THE PROBLEM → Filter the items below, copying every line that contains the string "wooden". Matching is case-sensitive.

MATERIALS PROVIDED →
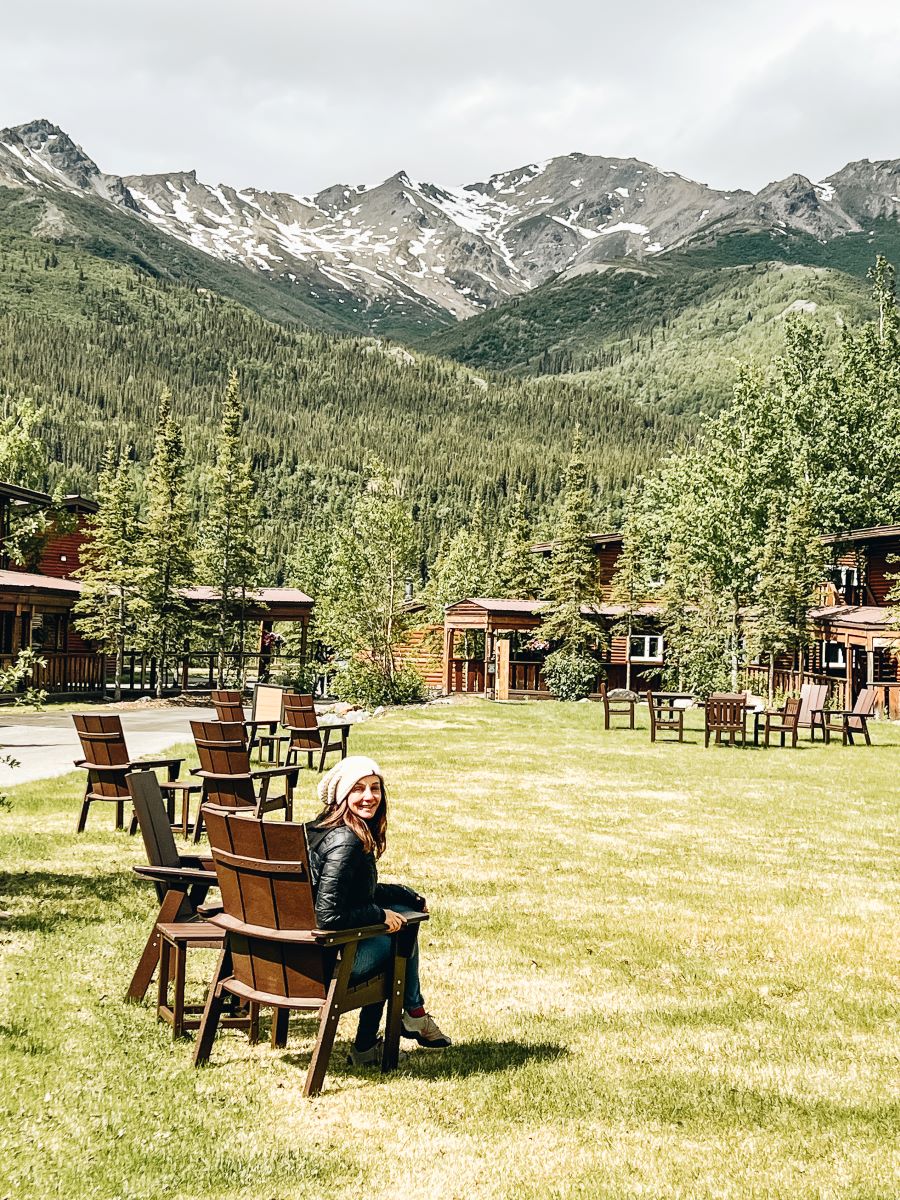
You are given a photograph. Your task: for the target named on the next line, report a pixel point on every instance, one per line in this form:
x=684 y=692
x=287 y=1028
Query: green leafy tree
x=228 y=558
x=166 y=546
x=361 y=609
x=112 y=609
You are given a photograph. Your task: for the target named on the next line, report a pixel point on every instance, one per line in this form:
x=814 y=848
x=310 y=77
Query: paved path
x=46 y=744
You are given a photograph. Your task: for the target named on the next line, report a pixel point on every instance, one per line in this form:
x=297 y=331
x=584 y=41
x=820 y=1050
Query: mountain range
x=408 y=257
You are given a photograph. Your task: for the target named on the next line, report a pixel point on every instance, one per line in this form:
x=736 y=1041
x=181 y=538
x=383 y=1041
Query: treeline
x=94 y=342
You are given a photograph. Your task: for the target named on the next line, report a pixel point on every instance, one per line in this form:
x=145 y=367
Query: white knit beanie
x=340 y=780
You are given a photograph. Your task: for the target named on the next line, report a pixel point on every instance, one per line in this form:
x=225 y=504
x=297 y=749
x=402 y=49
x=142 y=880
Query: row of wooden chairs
x=271 y=953
x=726 y=715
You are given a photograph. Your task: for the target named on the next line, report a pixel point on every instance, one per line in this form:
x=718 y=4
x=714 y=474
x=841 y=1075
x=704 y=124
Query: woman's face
x=365 y=797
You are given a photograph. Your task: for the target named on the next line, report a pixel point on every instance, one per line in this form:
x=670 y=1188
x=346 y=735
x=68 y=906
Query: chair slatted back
x=263 y=874
x=813 y=697
x=225 y=757
x=153 y=819
x=228 y=705
x=299 y=718
x=726 y=712
x=267 y=702
x=103 y=745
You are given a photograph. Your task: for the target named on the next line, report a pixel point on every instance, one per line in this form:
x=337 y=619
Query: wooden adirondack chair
x=107 y=762
x=850 y=721
x=306 y=733
x=813 y=702
x=228 y=780
x=665 y=714
x=783 y=721
x=181 y=881
x=274 y=954
x=616 y=707
x=725 y=713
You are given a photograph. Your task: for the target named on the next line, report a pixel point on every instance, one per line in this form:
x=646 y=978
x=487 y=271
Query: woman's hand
x=393 y=921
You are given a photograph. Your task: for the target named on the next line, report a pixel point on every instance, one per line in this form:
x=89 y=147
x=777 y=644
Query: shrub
x=570 y=676
x=363 y=683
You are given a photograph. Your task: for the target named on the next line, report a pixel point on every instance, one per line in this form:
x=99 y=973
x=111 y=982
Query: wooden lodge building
x=36 y=611
x=491 y=646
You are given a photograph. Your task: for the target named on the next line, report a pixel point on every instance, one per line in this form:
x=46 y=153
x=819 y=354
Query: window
x=833 y=658
x=646 y=648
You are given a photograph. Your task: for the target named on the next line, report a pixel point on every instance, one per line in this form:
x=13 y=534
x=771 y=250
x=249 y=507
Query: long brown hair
x=373 y=834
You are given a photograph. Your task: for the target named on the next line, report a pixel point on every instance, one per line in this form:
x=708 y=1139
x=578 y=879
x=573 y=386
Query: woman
x=345 y=841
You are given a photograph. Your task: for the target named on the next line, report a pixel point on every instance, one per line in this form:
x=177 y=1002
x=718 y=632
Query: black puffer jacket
x=345 y=881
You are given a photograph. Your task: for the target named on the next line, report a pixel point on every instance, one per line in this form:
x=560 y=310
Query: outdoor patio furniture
x=666 y=709
x=850 y=721
x=725 y=714
x=227 y=778
x=779 y=720
x=621 y=703
x=274 y=954
x=181 y=881
x=107 y=762
x=306 y=733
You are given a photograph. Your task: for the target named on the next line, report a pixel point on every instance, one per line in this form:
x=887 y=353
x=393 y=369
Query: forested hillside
x=94 y=340
x=665 y=336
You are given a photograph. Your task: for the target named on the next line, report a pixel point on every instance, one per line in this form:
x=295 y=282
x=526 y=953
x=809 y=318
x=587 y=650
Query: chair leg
x=213 y=1011
x=328 y=1021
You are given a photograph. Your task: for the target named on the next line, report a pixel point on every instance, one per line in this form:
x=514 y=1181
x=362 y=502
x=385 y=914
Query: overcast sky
x=297 y=95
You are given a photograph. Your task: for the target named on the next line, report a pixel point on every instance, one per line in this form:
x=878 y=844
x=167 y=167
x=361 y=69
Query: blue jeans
x=372 y=957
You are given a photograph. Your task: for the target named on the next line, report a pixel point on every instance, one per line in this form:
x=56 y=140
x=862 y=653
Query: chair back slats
x=263 y=874
x=103 y=747
x=153 y=819
x=267 y=702
x=227 y=703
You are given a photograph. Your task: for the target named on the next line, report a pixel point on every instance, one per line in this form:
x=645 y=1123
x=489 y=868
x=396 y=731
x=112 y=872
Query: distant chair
x=306 y=735
x=850 y=721
x=622 y=705
x=228 y=780
x=814 y=697
x=107 y=762
x=274 y=953
x=781 y=721
x=725 y=714
x=666 y=713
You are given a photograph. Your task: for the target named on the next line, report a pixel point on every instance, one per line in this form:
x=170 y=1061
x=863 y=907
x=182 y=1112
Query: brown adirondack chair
x=274 y=955
x=107 y=762
x=181 y=881
x=665 y=714
x=850 y=721
x=306 y=735
x=813 y=702
x=783 y=721
x=725 y=713
x=228 y=779
x=616 y=707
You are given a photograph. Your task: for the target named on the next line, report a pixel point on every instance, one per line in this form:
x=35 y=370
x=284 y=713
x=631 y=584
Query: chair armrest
x=175 y=875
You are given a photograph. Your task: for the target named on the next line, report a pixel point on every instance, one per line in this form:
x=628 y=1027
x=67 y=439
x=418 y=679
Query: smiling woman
x=345 y=841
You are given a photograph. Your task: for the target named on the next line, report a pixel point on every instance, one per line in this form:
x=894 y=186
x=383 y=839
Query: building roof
x=873 y=533
x=25 y=581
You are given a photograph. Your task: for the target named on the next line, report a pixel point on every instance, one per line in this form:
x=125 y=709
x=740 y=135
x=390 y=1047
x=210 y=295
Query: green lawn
x=669 y=972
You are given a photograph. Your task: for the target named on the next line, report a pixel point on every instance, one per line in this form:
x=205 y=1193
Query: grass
x=669 y=972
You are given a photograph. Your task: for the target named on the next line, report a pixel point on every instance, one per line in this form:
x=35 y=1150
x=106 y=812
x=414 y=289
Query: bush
x=570 y=676
x=363 y=683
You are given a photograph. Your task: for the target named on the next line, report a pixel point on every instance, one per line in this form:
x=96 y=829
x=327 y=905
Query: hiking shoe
x=371 y=1057
x=425 y=1031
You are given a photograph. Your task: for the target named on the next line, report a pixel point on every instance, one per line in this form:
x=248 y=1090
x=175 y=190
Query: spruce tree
x=228 y=557
x=166 y=543
x=113 y=605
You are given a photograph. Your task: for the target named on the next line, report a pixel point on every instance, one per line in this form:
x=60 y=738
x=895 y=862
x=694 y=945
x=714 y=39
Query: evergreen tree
x=228 y=559
x=113 y=606
x=166 y=543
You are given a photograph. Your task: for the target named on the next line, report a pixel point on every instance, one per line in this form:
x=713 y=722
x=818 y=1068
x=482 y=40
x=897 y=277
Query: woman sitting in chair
x=345 y=841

ANSWER TO THE TASK →
Query: row of wooden chairs
Query: wooden adirondack chair
Query: wooden lodge building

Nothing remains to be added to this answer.